In a rare, antihistamine-induced lapse of judgment I made the following statement to a person I am not super close with when we were talking about The Last Name Change Debacle: “I die a little inside when one of my friends gets married and changes her name.” What followed is entirely my fault because 1) the person I said it to changed her last name when she got married, albeit she’s of another generation; 2) she doesn’t *quite* appreciate my sarcastic and hyperbolic sense of humor; and 3) I did not say exactly what I meant (it makes me sad that in this day and age it is still socially expected and many women find it easier to just go with the flow than to do something unconventional), but merely summarized it in what I thought was a witty soundbite. Fine. She, naturally, went on the defensive and retorted with, “Well, I don’t judge the personal decisions of others.” Yikes. That escalated quickly.

**Items:**
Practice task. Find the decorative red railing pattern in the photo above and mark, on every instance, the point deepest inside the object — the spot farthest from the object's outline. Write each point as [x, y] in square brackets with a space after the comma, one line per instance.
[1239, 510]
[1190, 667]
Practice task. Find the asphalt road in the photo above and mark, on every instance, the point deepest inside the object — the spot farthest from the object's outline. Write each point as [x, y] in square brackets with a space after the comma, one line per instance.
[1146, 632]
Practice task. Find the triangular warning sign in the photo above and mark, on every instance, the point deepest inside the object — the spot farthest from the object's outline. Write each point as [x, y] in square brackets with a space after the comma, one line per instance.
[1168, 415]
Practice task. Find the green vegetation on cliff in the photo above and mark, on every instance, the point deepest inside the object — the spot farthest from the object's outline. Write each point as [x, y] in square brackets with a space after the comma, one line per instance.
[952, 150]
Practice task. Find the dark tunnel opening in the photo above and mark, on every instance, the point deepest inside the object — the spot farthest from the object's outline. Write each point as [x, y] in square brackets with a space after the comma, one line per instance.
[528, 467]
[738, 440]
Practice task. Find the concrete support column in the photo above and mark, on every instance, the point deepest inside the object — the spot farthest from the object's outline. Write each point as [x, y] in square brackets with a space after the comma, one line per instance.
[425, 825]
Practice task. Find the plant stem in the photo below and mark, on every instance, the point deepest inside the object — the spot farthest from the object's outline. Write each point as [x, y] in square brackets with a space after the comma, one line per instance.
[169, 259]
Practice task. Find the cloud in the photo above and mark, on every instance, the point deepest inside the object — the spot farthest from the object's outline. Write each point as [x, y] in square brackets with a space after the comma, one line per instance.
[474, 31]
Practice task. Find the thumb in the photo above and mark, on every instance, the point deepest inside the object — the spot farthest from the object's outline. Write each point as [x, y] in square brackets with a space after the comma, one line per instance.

**Required work:**
**a.** Translate this sentence from the passage about the name-change remark into Spanish: "She, naturally, went on the defensive and retorted with, 'Well, I don't judge the personal decisions of others.'"
**b.** Carry on the passage about the name-change remark, beginning right after its last sentence.
The entries have no connection to the passage about the name-change remark.

**Outputs for the tasks:**
**a.** Ella, naturalmente, se puso a la defensiva y replicó: «Bueno, yo no juzgo las decisiones personales de los demás».

**b.**
So there we were, silently sitting with that little nugget hanging in the air like a stale fart. Because I didn’t want to stir the pot further, I bit my tongue when my initial reaction was: “Um, your little passive-aggressive tongue lashing is a judgment of me for being judgmental, but I guess good for you. Don’t strain your arm patting yourself on the back, princess.” The antihistamines saved the day and made me so sleepy I just called it a night before doing any more damage.

When I woke up the next morning I was still pretty pissed, and that surprised me because I can sleep off just about any outrage. Clearly this woman hit a nerve. I know I’m judgmental. I don’t dispute that or deny it or even try to work on it because I think it’s helpful to be judgmental–when I find myself sitting in smug judgment of someone, I use it as an opportunity to look inward and figure out why I think/feel that. I have learned a metric fuck ton of things about myself thanks to being a judgmental bitch. So that wasn’t what bugged me.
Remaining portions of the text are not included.